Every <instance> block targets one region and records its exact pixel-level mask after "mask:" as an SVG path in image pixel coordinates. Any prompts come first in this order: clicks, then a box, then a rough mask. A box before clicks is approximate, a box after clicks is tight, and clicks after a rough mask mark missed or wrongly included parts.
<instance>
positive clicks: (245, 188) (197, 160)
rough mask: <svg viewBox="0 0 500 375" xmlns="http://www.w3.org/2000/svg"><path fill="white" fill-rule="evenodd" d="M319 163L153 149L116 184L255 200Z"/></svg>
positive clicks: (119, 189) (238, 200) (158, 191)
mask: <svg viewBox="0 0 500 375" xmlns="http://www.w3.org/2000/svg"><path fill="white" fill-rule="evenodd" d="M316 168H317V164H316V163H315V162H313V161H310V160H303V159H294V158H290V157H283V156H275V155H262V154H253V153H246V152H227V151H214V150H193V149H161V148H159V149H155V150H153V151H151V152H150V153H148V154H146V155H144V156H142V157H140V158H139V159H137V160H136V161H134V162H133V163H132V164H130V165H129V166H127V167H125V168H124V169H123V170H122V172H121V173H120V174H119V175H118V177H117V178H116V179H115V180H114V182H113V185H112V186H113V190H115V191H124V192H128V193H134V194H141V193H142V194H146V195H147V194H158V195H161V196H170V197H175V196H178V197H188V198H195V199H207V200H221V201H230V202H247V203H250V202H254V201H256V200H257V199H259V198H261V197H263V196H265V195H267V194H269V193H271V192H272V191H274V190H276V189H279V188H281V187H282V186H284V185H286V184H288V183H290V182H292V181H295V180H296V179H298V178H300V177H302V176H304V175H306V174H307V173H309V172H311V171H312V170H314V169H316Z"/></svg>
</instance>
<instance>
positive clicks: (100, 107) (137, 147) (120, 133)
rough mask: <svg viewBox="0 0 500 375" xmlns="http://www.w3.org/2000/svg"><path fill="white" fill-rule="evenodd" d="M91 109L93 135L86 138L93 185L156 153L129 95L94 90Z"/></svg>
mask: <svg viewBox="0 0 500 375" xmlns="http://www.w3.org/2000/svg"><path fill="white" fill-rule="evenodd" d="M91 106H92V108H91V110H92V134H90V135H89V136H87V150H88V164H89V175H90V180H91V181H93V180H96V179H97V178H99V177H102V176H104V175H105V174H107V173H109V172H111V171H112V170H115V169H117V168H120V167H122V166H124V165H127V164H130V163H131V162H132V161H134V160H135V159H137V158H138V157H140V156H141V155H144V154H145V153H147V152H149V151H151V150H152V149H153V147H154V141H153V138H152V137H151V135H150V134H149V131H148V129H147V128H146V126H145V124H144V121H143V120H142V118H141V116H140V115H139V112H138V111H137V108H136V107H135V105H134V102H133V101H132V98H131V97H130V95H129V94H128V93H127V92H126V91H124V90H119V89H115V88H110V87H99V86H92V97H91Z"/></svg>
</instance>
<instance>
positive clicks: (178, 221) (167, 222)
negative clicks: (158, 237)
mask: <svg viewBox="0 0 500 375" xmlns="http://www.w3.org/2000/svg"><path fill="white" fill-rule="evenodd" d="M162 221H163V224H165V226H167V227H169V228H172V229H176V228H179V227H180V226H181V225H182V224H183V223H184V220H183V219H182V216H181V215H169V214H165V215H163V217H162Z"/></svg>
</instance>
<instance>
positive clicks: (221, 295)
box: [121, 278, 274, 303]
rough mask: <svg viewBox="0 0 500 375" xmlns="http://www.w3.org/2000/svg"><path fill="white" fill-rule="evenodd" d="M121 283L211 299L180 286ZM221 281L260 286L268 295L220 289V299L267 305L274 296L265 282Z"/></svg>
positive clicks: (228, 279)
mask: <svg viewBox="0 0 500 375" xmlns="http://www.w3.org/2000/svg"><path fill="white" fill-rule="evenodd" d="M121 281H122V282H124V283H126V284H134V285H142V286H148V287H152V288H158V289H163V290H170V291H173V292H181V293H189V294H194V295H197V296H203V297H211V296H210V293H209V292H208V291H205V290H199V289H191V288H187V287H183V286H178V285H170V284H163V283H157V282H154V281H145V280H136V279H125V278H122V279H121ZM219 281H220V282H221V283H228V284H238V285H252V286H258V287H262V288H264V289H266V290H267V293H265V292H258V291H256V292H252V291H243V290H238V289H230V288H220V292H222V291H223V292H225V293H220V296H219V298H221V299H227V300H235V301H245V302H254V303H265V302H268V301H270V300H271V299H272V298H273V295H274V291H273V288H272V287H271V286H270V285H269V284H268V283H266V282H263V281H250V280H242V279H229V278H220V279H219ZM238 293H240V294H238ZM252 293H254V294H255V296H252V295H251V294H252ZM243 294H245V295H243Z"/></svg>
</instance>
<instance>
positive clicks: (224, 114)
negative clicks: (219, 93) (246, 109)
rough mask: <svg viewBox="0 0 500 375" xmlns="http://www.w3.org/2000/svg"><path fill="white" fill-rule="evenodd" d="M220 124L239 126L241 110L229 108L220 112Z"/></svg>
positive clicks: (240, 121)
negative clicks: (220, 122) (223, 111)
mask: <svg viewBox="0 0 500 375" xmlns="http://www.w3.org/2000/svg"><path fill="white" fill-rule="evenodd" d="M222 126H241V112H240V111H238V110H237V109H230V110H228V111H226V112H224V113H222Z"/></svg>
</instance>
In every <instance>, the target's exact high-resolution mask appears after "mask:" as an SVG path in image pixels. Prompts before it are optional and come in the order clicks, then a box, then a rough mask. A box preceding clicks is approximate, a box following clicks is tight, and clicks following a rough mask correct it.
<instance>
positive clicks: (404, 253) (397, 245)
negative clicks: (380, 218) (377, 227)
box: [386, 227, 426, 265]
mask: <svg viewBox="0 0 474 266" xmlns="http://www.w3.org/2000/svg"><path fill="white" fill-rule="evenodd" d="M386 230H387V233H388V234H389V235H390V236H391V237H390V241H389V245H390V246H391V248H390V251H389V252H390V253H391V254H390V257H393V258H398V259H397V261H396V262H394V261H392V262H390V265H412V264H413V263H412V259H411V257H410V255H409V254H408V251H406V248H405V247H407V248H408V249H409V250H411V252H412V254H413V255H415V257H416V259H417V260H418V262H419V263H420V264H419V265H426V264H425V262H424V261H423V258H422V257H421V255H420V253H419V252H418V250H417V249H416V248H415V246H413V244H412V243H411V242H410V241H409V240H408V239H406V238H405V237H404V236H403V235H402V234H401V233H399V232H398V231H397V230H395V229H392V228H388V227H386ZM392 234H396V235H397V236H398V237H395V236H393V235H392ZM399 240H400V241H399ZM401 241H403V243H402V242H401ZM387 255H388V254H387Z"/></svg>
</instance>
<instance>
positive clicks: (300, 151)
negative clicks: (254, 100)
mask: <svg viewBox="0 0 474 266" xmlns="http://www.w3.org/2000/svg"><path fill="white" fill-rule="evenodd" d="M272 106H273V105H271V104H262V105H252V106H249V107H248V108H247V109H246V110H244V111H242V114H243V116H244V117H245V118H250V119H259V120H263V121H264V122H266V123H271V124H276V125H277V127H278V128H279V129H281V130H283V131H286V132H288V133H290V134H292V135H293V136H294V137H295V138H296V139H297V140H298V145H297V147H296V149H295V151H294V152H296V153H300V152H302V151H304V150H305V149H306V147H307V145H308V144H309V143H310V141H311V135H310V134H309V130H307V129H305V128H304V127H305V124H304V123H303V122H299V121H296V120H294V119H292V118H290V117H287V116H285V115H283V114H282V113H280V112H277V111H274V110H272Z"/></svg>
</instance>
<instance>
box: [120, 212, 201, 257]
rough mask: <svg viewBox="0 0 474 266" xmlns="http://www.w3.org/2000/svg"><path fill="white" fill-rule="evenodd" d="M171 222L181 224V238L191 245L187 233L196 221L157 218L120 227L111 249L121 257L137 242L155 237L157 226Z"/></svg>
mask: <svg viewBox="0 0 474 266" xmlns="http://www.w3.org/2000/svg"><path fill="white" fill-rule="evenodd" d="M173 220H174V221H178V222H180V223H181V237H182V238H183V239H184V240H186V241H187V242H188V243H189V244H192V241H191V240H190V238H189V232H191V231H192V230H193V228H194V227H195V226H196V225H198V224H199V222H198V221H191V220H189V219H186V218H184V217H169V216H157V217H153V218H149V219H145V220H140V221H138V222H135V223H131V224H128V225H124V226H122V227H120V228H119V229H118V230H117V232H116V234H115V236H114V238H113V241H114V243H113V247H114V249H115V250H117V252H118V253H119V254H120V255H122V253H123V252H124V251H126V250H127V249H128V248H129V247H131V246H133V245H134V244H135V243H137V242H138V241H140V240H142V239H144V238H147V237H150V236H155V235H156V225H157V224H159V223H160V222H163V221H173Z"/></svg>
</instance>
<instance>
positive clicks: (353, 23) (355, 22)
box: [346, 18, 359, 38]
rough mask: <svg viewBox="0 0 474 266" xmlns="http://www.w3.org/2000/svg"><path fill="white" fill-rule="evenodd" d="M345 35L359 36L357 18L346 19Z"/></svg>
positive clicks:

* [TRY IT]
Where the string "after" occurs in a line of the material above, copy the whole line.

* [TASK ANSWER]
Every <instance> block targets one region and records its exact pixel-level mask after "mask:" as an SVG path in image pixel coordinates. Any prompts come first in this order: clicks, then a box, then a rough mask. A box before clicks is approximate, a box after clicks is tight, and clicks after a rough mask mark missed or wrongly included parts.
In every <instance>, the target's exact high-resolution mask appears after "mask:" as an SVG path in image pixels. Prompts before it are optional and come in the order clicks, then a box, then a rough mask. A box preceding clicks is approximate, a box following clicks is tight, and clicks following a rough mask correct it.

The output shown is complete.